* SET PROBLEM:
Can you rewrite the entries below from the line containing "For every instance of the side" through the end of the entries, keeping every line, and increase each coordinate in the answers by 134? Give only those lines.

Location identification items
___

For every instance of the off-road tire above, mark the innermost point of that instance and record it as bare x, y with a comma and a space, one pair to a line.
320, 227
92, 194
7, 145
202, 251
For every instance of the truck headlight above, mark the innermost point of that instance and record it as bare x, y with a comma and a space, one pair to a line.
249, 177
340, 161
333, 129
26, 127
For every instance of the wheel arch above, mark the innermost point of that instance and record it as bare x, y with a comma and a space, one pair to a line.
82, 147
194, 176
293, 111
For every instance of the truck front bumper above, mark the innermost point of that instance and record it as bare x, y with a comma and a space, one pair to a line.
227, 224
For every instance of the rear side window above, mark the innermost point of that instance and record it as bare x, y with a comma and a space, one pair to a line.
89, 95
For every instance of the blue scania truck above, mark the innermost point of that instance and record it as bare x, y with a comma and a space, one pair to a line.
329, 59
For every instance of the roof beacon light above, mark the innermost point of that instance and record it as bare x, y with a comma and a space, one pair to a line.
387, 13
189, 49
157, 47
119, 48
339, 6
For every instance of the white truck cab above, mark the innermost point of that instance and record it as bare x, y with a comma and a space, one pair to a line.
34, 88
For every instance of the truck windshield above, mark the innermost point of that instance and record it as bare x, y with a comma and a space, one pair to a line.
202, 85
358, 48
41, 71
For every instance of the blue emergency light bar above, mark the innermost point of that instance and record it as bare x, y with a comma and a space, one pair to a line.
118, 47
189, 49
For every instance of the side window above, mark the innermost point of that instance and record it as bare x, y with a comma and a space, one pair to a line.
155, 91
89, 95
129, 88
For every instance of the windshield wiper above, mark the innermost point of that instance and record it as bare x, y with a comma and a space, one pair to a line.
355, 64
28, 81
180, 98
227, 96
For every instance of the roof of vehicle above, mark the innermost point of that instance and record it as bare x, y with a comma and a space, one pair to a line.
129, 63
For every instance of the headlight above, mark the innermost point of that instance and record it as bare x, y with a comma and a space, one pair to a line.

___

* PROBLEM SOLUTION:
For every instance of the side window above, mark the innermost point of that instance and record it as bare x, y with a comma and a space, one pair to a line.
289, 225
223, 229
263, 222
For every instance of the windshield wiper above, mark the innermost point of that instance and record it as bare x, y with a comma and a space, one pair to a line.
489, 198
162, 215
314, 232
361, 230
For every instance of the roof of vehicle above, mark the innermost point of that instance and record it as bare x, y with a comma and a space, one pair to a line.
263, 197
For every instance of the headlight above, mark the innermost point of that instance and record it as bare x, y with a comma and a space, one pair to a line.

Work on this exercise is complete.